┌──

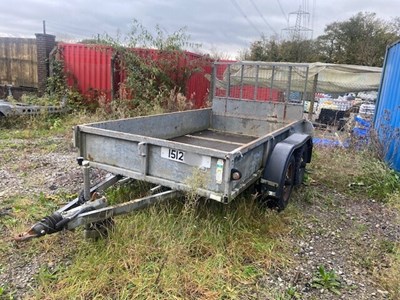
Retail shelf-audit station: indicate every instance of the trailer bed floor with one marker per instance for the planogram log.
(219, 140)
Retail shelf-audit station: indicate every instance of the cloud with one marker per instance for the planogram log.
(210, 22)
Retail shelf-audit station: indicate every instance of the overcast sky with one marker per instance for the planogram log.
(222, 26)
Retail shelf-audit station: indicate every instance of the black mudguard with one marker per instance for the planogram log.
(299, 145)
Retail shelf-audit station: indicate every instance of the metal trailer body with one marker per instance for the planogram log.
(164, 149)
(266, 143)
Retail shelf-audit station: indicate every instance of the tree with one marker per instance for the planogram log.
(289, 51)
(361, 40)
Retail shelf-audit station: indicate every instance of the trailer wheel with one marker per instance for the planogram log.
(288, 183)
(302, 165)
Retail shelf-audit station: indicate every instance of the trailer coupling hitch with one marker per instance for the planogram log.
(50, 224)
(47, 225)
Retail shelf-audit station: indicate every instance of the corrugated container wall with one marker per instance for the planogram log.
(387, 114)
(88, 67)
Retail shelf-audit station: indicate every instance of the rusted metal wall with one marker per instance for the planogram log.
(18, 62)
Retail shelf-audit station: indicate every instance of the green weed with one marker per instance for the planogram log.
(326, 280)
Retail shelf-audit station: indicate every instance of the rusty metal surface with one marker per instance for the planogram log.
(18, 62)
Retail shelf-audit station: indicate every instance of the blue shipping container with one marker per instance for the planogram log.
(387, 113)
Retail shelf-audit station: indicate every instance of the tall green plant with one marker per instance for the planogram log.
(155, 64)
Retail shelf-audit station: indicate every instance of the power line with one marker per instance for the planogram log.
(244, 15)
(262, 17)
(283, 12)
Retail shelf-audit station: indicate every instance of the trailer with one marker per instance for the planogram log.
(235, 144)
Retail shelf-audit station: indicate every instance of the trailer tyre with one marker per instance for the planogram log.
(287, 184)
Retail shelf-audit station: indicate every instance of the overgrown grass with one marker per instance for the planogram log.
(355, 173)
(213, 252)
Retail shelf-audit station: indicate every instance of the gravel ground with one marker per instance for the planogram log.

└──

YOUR INSTRUCTIONS
Begin at the line that contains "of the overgrown" and continue through the end of the material. Write those lines out again, requests included, shifting every coordinate by adding 146 to each of its numbers.

ANSWER BELOW
Retail shelf-audit station: indicate every instance of the overgrown grass with one marker per instance for the planogram log.
(501, 319)
(359, 398)
Retail shelf-audit station: indicate every instance of the gravel ground with one marker per instance for the planogram log.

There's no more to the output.